Look through the entries for the string "shrub" and copy every line where it shows up.
==== DATASET ====
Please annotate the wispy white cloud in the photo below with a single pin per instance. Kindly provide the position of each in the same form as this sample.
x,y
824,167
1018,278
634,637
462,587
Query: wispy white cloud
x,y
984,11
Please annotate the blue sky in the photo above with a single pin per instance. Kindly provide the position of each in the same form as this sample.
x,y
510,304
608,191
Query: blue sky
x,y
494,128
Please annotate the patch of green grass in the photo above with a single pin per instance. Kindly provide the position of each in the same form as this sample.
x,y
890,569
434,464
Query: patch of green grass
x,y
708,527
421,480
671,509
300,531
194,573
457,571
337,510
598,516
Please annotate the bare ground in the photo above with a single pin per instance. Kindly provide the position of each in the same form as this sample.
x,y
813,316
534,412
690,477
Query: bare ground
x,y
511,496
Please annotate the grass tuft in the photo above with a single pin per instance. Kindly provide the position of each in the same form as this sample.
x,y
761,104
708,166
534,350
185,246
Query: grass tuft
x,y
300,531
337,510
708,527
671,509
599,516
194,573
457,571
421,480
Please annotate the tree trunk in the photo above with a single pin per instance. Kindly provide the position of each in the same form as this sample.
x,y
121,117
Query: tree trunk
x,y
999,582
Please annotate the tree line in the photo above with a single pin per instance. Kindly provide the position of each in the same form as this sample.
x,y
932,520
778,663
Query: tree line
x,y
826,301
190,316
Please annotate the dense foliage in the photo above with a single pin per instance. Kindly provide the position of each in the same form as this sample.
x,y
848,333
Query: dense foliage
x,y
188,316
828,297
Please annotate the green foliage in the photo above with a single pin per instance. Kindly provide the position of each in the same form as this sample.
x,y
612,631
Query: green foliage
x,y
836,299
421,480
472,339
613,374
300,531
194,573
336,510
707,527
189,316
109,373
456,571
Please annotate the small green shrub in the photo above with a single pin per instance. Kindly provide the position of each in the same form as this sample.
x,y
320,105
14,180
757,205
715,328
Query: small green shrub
====
> **TASK OUTPUT**:
Please annotate the small green shrub in the photo above with a single pin per instance. Kindly provide the position of each in the same form as this sample.
Query: small green shrub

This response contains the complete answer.